▸ **YOUR ASSIGNMENT**: Would you extract the whole listing below and retype it exactly?

--

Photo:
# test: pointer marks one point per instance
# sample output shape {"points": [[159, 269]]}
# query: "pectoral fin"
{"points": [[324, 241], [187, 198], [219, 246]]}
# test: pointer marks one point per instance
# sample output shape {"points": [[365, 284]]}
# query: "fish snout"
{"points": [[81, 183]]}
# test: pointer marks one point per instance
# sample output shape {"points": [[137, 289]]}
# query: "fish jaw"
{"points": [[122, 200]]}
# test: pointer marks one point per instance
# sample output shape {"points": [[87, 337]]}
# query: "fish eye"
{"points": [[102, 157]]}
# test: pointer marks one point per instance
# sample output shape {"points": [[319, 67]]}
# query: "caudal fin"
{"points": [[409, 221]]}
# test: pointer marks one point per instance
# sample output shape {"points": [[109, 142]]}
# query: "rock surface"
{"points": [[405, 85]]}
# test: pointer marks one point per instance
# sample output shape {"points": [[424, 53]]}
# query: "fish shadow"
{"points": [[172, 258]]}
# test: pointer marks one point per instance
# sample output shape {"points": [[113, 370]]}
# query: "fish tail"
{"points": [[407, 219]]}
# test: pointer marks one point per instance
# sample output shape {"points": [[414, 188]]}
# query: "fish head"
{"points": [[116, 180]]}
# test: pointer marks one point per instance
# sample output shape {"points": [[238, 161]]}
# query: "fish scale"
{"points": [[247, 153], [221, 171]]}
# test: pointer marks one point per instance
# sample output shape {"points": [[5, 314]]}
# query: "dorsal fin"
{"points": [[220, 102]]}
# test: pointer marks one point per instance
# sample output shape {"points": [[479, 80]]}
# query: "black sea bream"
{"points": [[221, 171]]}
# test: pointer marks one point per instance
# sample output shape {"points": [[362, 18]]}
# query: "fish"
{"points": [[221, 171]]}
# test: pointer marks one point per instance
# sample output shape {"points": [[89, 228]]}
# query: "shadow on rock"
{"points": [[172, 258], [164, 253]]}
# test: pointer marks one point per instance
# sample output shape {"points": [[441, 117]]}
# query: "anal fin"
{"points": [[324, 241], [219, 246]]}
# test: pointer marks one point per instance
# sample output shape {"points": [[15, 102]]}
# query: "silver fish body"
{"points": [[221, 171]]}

--

▸ **TASK RESPONSE**:
Photo:
# test: pointer marks one point per instance
# sample output shape {"points": [[159, 269]]}
# query: "pectoral fin"
{"points": [[324, 241], [187, 198], [219, 246]]}
# test: pointer marks one point per instance
# sample output shape {"points": [[365, 284]]}
# query: "fish snout"
{"points": [[81, 183]]}
# test: pointer marks one point per instance
# sample output shape {"points": [[137, 289]]}
# query: "fish jaw"
{"points": [[122, 200]]}
# test: pointer marks one point per instance
# sample output shape {"points": [[87, 337]]}
# query: "fish eye"
{"points": [[102, 157]]}
# test: pointer marks one point per instance
# sample output shape {"points": [[319, 67]]}
# query: "caudal fin"
{"points": [[409, 221]]}
# test: pointer marks one point per instance
# sample output shape {"points": [[109, 142]]}
# query: "rock surface"
{"points": [[405, 85]]}
# test: pointer marks one point per instance
# sample output shape {"points": [[424, 53]]}
# query: "fish shadow"
{"points": [[172, 258]]}
# test: pointer marks one point per instance
# sample output shape {"points": [[113, 370]]}
# query: "fish tail"
{"points": [[407, 219]]}
# test: pointer marks one point per instance
# sample output shape {"points": [[414, 188]]}
# query: "fish head"
{"points": [[116, 180]]}
# test: pointer marks one point per instance
# sample output shape {"points": [[238, 161]]}
# query: "fish scale"
{"points": [[247, 153], [221, 171]]}
# test: pointer marks one point per instance
# sample output shape {"points": [[5, 314]]}
# query: "dorsal fin"
{"points": [[220, 102]]}
# test: pointer marks one point per instance
# sample output shape {"points": [[479, 80]]}
# query: "black sea bream"
{"points": [[221, 171]]}
# test: pointer marks one point per instance
# sample output shape {"points": [[362, 18]]}
# query: "fish"
{"points": [[221, 171]]}
# test: pointer marks one point per instance
# sample output shape {"points": [[89, 228]]}
# query: "shadow on rock"
{"points": [[172, 258], [164, 253]]}
# test: pointer marks one point per instance
# sample output shape {"points": [[441, 117]]}
# query: "anal fin"
{"points": [[324, 241], [219, 246]]}
# test: pointer marks one point per instance
# sample output shape {"points": [[15, 102]]}
# query: "silver fish body"
{"points": [[221, 171]]}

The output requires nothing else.